「ベートーヴェンのゲルニカ」
ミサ・ソレムニスには謎がある。
ベートーヴェンのなかでも屈指の大曲であり、力作である。キリエ、グローリア、クレドの三章はミサ曲としても全く素晴らしい。教会権力とゴシック建築工学の粋を尽くしたどんな壮麗な教会の中で鳴っても、堂々と対峙し得る音楽である。
だが、サンクトゥスの後半ベネディクトゥスはどうだろう。美しすぎる。
モーツァルトやシューベルトのミサ曲にも美しい箇所はたくさんあるけれど、このベネディクトゥスの美しさは、なんというか質が違う。宗教的であるより、もっと親密な人間の歌であるように聞こえる。
典礼文はいらない。バイオリン独奏が主役の音楽。これが協奏曲の緩徐楽章だったら、全体としてどんな素晴らしい曲だったろうと、夢のような空想をしてしまう。
さらに私を困惑させていたのは、アニュスデイだ。この章は大きく二つに分けられる。前半のアニュスデイは真実の嘆きで、全世界の悲しみを一身に背負ったかのような、ベートーヴェンの慟哭だ。
後半のドナノビスパーチェムに入って、軽やかに、少し希望を感じさせるような音楽がしばらく続く。(ここで終わってもよかった。終わってくれればよかった。)
そして、曲全体を壊しかねない蛇足のような部分になる。突然、ティンパニーとトランペットが行進曲風に、場違いに入ってくる。続いて、女性の悲鳴!
たった一声だが、阿鼻叫喚の悲鳴に聞こえる。そして、どうしても連想してしまうのが、ピカソのゲルニカ」だ。スペイン内戦で空爆された町ゲルニカを描いた絵の両端に、天を仰いで大きく口を開けた女性が描かれている。ひとりは死んだ赤児を抱いている。
ベートーヴェンは、ドナノビスパーチェムが始まるところの楽譜に、「内と外の平和の祈り」と書き込んだ。

= 課題 1 =
ミサ・ソレムニスの文章をもとに、次の問いに答えてください。
(a) ベネディクトゥスで主役となるのは何ですか。
(b) 突然、行進曲風に入ってくる楽器は何と何ですか。
(c) ベートーヴェンがドナノビスパーチェムの始まるところの楽譜に書き込んだ言葉は何ですか。
= 課題 2 =
ミサ・ソレムニスの文章のうち、「さらに私を困惑させていたのは」を含む箇所から打ち直し、「りは死んだ赤児を抱いている。」まで打ったら止めてください。
項目は使わなくてかまいません。

記録データ
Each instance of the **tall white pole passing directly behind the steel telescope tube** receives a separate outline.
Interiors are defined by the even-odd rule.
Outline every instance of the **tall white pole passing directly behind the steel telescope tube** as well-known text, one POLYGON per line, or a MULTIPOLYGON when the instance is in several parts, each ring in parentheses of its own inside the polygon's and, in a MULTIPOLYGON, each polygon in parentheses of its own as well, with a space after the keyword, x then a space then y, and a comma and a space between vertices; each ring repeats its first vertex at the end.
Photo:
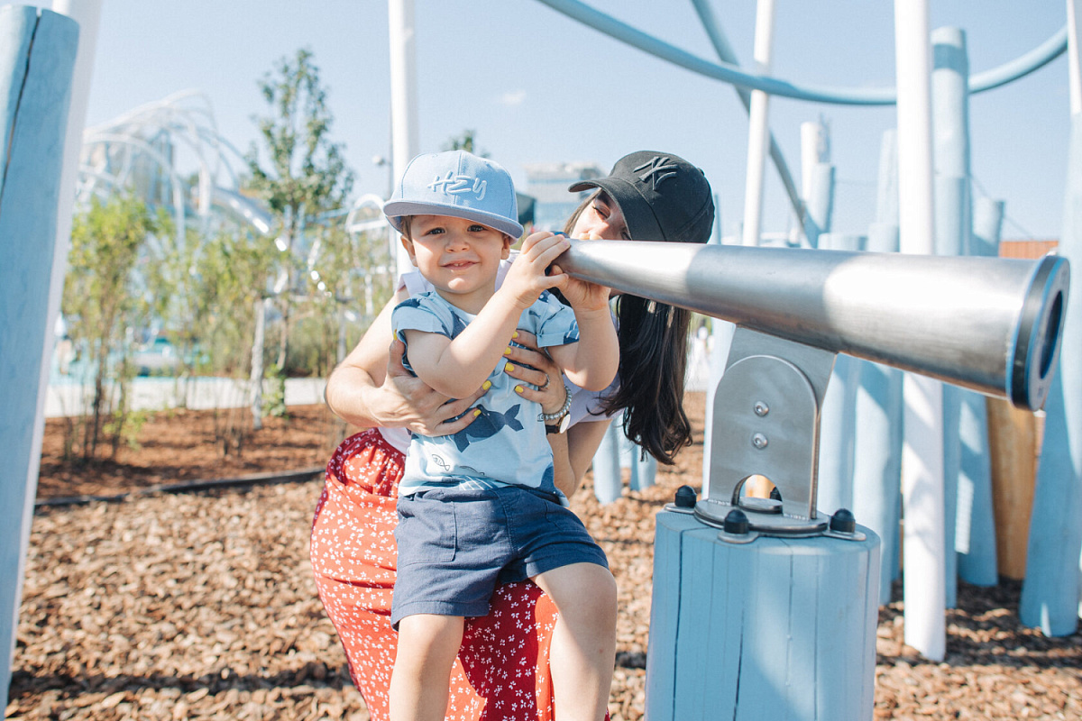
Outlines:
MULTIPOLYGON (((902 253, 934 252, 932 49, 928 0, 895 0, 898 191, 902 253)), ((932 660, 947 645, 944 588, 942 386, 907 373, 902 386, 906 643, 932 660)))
...
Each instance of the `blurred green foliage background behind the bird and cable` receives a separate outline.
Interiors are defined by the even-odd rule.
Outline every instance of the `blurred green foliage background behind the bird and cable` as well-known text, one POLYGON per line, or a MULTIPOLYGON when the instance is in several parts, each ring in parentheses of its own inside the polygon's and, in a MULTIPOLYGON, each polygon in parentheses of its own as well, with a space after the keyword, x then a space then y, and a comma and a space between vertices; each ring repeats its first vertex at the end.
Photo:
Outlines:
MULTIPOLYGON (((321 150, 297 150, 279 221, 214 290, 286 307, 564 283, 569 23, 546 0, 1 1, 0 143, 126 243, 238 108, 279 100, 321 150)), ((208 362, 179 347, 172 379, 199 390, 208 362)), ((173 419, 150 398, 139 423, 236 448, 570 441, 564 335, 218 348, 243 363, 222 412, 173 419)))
---
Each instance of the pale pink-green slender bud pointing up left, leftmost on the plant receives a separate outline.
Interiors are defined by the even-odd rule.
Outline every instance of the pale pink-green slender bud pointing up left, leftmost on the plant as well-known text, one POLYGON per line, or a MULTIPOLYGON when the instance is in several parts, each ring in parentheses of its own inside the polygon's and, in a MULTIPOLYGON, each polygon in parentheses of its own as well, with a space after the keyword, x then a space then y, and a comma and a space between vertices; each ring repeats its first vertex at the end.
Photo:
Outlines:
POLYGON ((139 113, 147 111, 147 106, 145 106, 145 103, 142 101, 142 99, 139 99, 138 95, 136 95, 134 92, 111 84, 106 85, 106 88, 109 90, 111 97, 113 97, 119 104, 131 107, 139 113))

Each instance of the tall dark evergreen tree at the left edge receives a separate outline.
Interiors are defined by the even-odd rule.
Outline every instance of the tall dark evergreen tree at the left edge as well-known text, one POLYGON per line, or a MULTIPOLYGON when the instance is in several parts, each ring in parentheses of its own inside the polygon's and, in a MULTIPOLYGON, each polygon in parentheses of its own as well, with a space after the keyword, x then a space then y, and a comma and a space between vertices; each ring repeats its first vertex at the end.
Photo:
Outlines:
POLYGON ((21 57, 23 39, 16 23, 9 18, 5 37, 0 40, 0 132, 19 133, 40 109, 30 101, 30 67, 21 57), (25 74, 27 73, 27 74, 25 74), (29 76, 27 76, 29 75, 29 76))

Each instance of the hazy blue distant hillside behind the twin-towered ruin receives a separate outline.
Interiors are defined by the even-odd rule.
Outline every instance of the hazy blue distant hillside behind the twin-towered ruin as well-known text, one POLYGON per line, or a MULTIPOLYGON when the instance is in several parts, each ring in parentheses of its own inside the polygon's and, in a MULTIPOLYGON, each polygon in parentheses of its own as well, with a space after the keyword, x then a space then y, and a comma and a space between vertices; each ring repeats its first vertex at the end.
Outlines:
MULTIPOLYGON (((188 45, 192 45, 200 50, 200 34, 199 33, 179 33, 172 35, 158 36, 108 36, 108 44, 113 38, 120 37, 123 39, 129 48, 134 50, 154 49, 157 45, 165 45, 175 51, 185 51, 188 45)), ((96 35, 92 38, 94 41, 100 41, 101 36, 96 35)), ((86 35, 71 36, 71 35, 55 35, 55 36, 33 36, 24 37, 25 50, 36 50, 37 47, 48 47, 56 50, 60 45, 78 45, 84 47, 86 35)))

= 回答欄 1 =
(a) バイオリン独奏
(b) ティンパニーとトランペット
(c) 「内と外の平和の祈り」

= 回答欄 2 =
さらに私を困惑させていたのは、アニュスデイだ。この章は大きく二つに分けられる。前半のアニュスデイは真実の嘆きで、全世界の悲しみを一身に背負ったかのような、ベートーヴェンの慟哭だ。
後半のドナノビスパーチェムに入って、軽やかに、少し希望を感じさせるような音楽がしばらく続く。(ここで終わってもよかった。終わってくれればよかった。)
そして、曲全体を壊しかねない蛇足のような部分になる。突然、ティンパニーとトランペットが行進曲風に、場違いに入ってくる。続いて、女性の悲鳴!
たった一声だが、阿鼻叫喚の悲鳴に聞こえる。そして、どうしても連想してしまうのが、ピカソのゲルニカ」だ。スペイン内戦で空爆された町ゲルニカを描いた絵の両端に、天を仰いで大きく口を開けた女性が描かれている。ひとりは死んだ赤児を抱いている。